• EXERCISE GOAL:
Copy out every line of the data below word for word, leaving out the pictures.
--- BEGIN STORED DATA ---
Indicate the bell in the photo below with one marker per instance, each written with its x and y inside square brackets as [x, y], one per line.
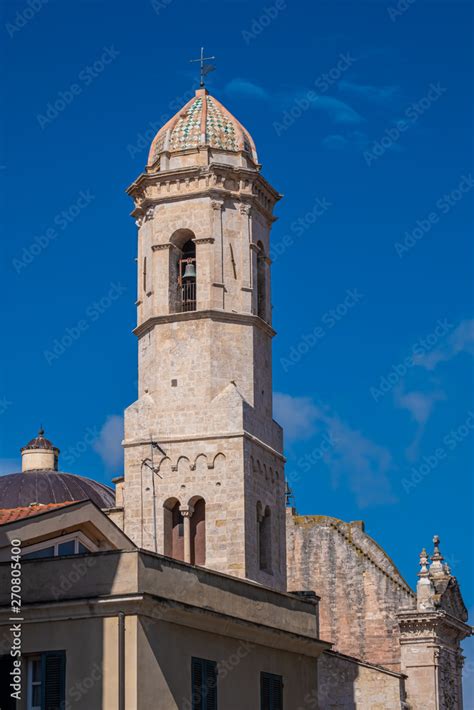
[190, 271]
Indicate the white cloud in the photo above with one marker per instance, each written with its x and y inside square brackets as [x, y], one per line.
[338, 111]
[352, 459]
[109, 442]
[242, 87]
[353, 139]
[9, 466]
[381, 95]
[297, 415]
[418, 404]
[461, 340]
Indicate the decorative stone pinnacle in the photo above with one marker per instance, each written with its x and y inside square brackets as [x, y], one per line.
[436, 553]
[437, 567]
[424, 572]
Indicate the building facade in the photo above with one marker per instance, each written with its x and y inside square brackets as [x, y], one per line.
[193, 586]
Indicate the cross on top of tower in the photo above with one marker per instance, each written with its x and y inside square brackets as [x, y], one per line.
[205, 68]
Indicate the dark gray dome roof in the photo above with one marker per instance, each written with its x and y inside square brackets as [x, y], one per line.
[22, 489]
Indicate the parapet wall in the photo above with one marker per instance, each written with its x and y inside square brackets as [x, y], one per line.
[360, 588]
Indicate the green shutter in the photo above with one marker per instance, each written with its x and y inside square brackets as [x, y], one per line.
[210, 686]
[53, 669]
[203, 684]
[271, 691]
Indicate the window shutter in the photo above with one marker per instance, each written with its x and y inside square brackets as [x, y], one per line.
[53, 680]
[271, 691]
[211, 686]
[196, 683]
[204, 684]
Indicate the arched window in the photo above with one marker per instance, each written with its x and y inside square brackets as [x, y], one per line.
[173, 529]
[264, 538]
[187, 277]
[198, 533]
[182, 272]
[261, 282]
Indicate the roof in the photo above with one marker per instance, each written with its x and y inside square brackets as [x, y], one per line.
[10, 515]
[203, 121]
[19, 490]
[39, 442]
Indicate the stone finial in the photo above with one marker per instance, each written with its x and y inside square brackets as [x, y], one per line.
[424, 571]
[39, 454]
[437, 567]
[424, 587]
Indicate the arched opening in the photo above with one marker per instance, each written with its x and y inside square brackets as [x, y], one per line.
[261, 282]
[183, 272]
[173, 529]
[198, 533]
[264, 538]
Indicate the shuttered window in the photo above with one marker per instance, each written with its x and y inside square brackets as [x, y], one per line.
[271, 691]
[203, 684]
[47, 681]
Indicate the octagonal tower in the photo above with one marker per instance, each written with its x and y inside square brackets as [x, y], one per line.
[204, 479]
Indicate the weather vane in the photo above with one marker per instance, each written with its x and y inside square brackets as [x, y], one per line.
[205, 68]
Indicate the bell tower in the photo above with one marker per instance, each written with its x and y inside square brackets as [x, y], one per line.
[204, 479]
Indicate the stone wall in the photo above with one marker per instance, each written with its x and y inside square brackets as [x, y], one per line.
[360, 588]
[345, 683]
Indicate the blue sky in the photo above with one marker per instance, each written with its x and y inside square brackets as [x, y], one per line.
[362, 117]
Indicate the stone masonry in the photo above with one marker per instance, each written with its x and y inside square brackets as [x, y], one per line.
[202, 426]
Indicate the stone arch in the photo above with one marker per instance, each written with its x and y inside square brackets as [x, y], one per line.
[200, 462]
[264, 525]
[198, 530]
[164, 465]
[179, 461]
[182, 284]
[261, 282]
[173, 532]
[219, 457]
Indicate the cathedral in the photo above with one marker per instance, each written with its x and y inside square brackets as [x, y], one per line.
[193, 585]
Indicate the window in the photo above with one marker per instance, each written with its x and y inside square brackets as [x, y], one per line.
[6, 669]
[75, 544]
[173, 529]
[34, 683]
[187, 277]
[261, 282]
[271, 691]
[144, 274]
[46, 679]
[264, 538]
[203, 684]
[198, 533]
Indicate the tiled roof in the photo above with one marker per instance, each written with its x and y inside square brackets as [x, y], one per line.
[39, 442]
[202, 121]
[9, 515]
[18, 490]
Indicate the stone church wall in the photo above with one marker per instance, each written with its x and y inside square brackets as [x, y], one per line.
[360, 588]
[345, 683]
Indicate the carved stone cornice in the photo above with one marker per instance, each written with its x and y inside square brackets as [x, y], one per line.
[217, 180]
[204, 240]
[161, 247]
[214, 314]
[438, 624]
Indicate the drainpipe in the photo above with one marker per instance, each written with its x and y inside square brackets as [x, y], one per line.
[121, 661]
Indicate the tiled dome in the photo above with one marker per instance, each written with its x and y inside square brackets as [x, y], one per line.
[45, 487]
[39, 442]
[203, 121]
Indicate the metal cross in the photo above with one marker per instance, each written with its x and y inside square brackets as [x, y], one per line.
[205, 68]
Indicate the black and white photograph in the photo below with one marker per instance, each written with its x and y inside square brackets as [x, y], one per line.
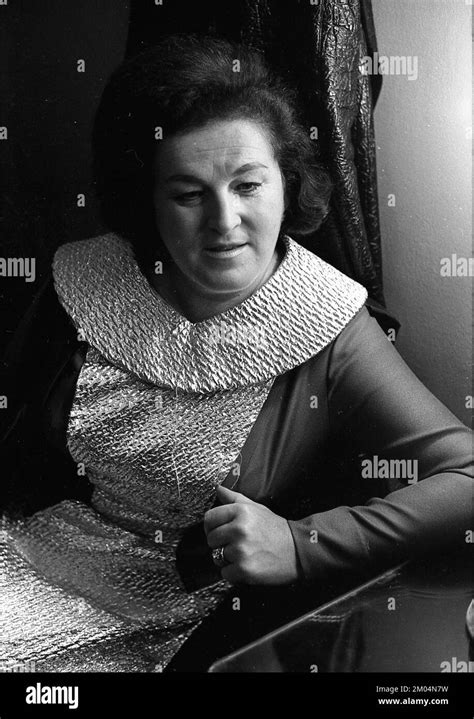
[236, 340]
--- END STORED DATA ---
• TASK OUTPUT:
Indicate the bell in the photo below with one marker per instance, each written with its x and y inside square brackets as [x, y], one per line.
[190, 271]
Indicate the white cloud in the photo above with one marker per instance, each written with its x and y inside square brackets as [x, y], one per line.
[338, 111]
[352, 459]
[109, 442]
[242, 87]
[353, 139]
[9, 466]
[381, 95]
[297, 415]
[418, 404]
[461, 340]
Indicate the decorative stone pinnacle in the photo above with one marker per instance, each written with its x and y inside square brackets as [x, y], one per line.
[436, 553]
[437, 567]
[424, 572]
Indicate the building facade in the photo above with one marker per instance, each written with its x and y inside square brackets as [x, y], one per line.
[193, 586]
Indicate the cross on top of tower in the photo above with one marker per instance, each written with its x and y inside square brackets as [x, y], one per line.
[205, 68]
Indicate the dark gray dome roof in the photo above with one marker per instance, each written with its x and y inside square brackets as [x, y], one per line.
[22, 489]
Indicate the parapet wall in the photo above with one marker per instance, each written with its x and y inside square brackets as [x, y], one per line.
[360, 588]
Indicate the green shutter in the photo above with one marker per instance, each written with its x and y inside square brackets as [x, y], one per line.
[210, 686]
[53, 669]
[203, 684]
[271, 691]
Indicate the window shutter in the photo above with one marker per instance, each written with its x and y inside square brackets as [x, y], one per line.
[53, 680]
[271, 691]
[211, 686]
[196, 683]
[204, 684]
Indicate the arched window in the photo above with one marker per instance, each written with its x and y inside square brackets as [x, y], one per line.
[173, 529]
[264, 538]
[187, 277]
[198, 533]
[182, 272]
[261, 282]
Indicate the roof in the photo above with one marker per instance, each written with its x and y inside square brackets as [x, y], one per line.
[10, 515]
[203, 121]
[19, 490]
[39, 442]
Indicate the stone finial in the photo above with one marker per instance, each written with its x and y inside square brackets as [x, y], one per line.
[424, 571]
[39, 454]
[437, 567]
[424, 587]
Indicate the arched opening in the photo above with one marker per instance, each written with its x and y inside square brackets as [x, y], one per line.
[261, 282]
[183, 272]
[173, 529]
[198, 533]
[264, 538]
Indicate the shuttered window in the photo above with one marker per instance, each written with its x and y inside square brackets as [x, y], one per line.
[271, 691]
[203, 684]
[47, 681]
Indicate the octagonal tower in the photo above with one marker per instance, each written with its x and y inside square brackets as [x, y], one per line.
[204, 479]
Indicate the weather vane in the photo above with one marker per instance, each written with its x and y inside square brackets as [x, y], one per line.
[205, 68]
Indicate the bell tower in the photo above with one marker per instance, each written with its x and y inside square brackets as [x, y], one per line.
[204, 479]
Indicate the stone wall in the photo above with one marker per instance, each written with its x and y inside square brackets as [x, y], one per line.
[360, 588]
[345, 683]
Indicate the blue sky in the photo above with one marker per instance, each written with its x and y inside square brackets as [x, y], one per line.
[362, 117]
Indicate the stone masonry in the photo above with one marker per instance, each written with its x and y inside square brackets as [x, y], one per line.
[202, 426]
Indicate the stone arch in the photo above with one marker per instance, each written with its x and y inside square brackets as [x, y], one per line.
[200, 462]
[264, 525]
[198, 530]
[164, 465]
[179, 461]
[182, 284]
[261, 282]
[173, 532]
[219, 457]
Indicate the cathedral in the photo above with one marker per instance, each written with its x and y inside square brackets as [x, y], one per line.
[193, 585]
Indicate the window in the photo above with one marker per instance, each written with its x and y inside square brackets as [x, y], one per line.
[6, 669]
[75, 544]
[173, 529]
[34, 683]
[187, 277]
[261, 282]
[271, 691]
[144, 274]
[46, 679]
[264, 538]
[203, 684]
[198, 533]
Indicate the tiled roof in the photo above with one marker per instance, each written with its x and y inside square brackets as [x, y], one per line.
[39, 442]
[202, 121]
[9, 515]
[18, 490]
Indicate the stone church wall in the photo above with one marker per instance, each written with its x and y inside square brackets as [x, y], one per line.
[360, 588]
[345, 683]
Indicate the carved stone cornice in the photo above with one marker per instance, each written with its x and y inside square brackets as [x, y], one per line.
[217, 180]
[204, 240]
[161, 247]
[214, 314]
[438, 624]
Indicate the drainpipe in the photo above with one marker per instance, each written with its x and y inside square brackets as [x, y], one per line.
[121, 661]
Indicate the tiled dome in the photo above with one marker per instance, each written with its x and y inside square brackets as [x, y], one per line.
[45, 487]
[39, 442]
[203, 121]
Indicate the metal cross in the photo above with one marker per instance, each written with its x and y inside square brackets as [x, y], one per line.
[205, 68]
Indicate the black and white photograph in the photo below with one marker per instance, each written with its x and y inside square brackets as [x, y], one per line.
[236, 340]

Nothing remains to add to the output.